» **DOCUMENT TEXT**:
It is a question that could be asked in any field, among athletes, or mathematicians, or statesmen: Is greatness innate, or can it be learned? In W magazine, the context is fashion, so it asked the icons: How did you get to be so stylish?
The answers, as they would be in any arena, were consistent only in their inconsistency. Lauren Hutton tells writer Jessica Kerwin that she got her trademark trench coats and worn jeans from an old boyfriend. Caroline Herrera cites some early influences, but says style "comes from inside you."
Some styles were born of necessity, such as Jackie Onassis's oversized sunglasses, "which offered protection not only from UV rays, but from the incessant flashbulbs." Practicality also produced Madonna's "Lucky Star" look, she says: "Being a dancer, I was used to dressing in layers with tights underneath skirts."
Not surprisingly, the drive to stand out comes out time and again. Says tennis star Serena Williams, who designs her own on-court wear: "If someone is outplaying me and her outfit isn't nice, I refuse to lose to her."
What is surprising, at least a little bit, is that W asks the question at all.
Not one of the experts said, "I check out all the ads in magazines like W, and make my choices based on what all the houses are selling and what everyone else is buying."
A NEW POLICY STUDY
Although it is largely a case of joining the rest of the magazine world, a revamped style is part of the story at Foreign Policy magazine, now on its third redesign since its founding in 1970.

(Referring expression grounding data)
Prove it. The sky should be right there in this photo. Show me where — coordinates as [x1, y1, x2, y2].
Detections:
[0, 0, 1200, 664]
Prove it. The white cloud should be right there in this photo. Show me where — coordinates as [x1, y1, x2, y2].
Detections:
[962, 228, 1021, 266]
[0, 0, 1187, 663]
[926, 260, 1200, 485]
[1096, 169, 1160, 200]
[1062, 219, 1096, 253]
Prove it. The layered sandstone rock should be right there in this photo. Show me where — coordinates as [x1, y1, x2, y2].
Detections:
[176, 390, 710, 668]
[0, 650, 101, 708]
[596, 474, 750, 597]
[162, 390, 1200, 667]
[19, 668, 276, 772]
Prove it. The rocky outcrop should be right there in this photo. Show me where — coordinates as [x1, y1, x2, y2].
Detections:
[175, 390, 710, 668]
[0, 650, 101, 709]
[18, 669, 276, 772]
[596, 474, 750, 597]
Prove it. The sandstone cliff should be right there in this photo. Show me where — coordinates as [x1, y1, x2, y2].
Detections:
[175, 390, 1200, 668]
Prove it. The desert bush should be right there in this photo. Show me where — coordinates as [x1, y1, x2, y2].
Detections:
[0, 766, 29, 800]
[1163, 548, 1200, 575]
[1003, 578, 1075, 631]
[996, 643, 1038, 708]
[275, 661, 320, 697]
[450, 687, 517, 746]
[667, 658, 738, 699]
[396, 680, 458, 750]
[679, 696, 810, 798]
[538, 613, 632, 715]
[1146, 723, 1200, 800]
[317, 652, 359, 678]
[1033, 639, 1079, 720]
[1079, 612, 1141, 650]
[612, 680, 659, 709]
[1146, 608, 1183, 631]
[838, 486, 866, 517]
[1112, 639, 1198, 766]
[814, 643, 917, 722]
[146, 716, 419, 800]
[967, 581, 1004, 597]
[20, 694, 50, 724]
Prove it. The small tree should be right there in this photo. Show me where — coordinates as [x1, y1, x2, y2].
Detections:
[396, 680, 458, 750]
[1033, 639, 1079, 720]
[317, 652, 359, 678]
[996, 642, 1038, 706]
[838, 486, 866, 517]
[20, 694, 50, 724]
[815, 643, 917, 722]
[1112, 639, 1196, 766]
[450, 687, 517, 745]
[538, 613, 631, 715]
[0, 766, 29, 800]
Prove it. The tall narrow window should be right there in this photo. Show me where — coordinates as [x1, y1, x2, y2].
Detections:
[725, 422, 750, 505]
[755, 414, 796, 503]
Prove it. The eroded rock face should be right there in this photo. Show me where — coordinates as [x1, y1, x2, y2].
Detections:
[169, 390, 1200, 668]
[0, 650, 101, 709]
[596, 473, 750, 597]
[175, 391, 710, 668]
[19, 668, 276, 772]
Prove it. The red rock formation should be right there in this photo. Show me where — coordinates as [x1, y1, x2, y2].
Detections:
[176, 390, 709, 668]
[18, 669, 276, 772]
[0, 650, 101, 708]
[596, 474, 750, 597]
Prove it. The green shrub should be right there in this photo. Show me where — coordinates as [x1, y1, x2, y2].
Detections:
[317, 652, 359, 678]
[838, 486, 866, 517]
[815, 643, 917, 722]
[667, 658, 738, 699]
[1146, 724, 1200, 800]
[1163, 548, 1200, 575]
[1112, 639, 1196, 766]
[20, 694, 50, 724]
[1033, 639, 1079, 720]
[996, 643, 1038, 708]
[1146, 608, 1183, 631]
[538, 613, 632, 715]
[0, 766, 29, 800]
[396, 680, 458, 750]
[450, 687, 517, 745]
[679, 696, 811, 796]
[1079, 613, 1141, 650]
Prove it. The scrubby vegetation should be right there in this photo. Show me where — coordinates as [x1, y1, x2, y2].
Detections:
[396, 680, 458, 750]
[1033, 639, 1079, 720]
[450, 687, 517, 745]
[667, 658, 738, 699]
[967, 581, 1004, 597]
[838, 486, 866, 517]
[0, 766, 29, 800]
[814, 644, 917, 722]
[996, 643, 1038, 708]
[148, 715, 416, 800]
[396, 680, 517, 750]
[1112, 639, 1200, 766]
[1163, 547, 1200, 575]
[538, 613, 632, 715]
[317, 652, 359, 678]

» **AIM OF THE EXERCISE**: Write what follows in the column about fashion icons' style and magazine redesigns, picking up after its last sentence.

» **TASK RESPONSE**:
It used to be known as "the long, skinny one" for its unorthodox shape, said managing editor James Gibney in a phone interview, but it changed to more of a book format in the spring of 1995, and in September/October it adopted standard magazine proportions and full color.
Along with the cosmetic changes have come a new production schedule - they'll do six issues annually instead of four, and a set of new features that Gibney said aims to dissect globalization. One of the features in the current issue seeks to quantify the phenomenon, assessing levels of personal contact and economic integration, on the grounds that it's impossible to have a useful discussion on globalization if its effects haven't been established.
A bit more palatable to the casual reader is Peruvian author Mario Vargas Llosa's assertion that cross-borders activity actually frees people from nationalism's narrow-mindedness, rather than being a negative force stamping out local cultural variety. The latter half of that argument is the weaker one, since he concedes that "many forms of traditional life will disappear." Isn't that the issue? But Llosa sees only the opportunities, and points out that "when given the option to choose freely, peoples . . . opt for modernization without the slightest ambiguity."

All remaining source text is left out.